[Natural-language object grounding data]
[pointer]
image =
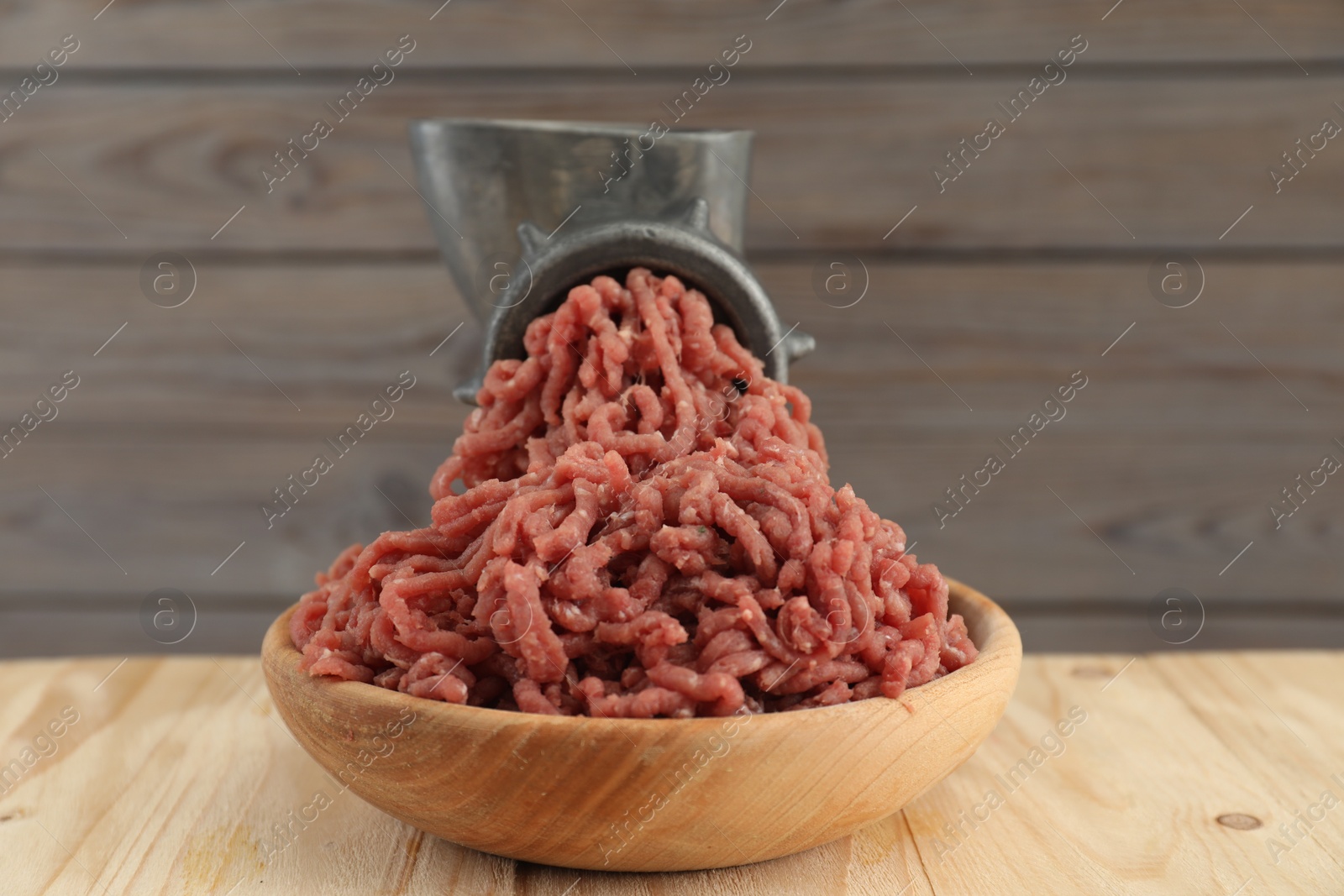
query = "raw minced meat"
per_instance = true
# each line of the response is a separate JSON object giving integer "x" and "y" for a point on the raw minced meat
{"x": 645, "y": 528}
--
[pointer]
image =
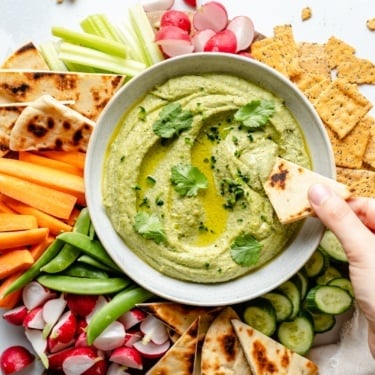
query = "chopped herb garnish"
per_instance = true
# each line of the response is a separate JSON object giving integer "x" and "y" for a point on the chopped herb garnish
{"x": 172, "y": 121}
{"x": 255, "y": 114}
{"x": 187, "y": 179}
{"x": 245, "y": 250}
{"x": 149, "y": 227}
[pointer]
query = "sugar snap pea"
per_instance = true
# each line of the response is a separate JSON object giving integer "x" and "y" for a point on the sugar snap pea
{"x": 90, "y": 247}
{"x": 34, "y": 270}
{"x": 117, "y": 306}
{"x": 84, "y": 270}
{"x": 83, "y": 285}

WHAT YOU ARE ASKED TO DO
Look through the entries above, and wherever a line holds the string "query", copy it.

EXERCISE RESPONSE
query = "raw minced meat"
query = "chopped herb garnish"
query = "sugar snap pea"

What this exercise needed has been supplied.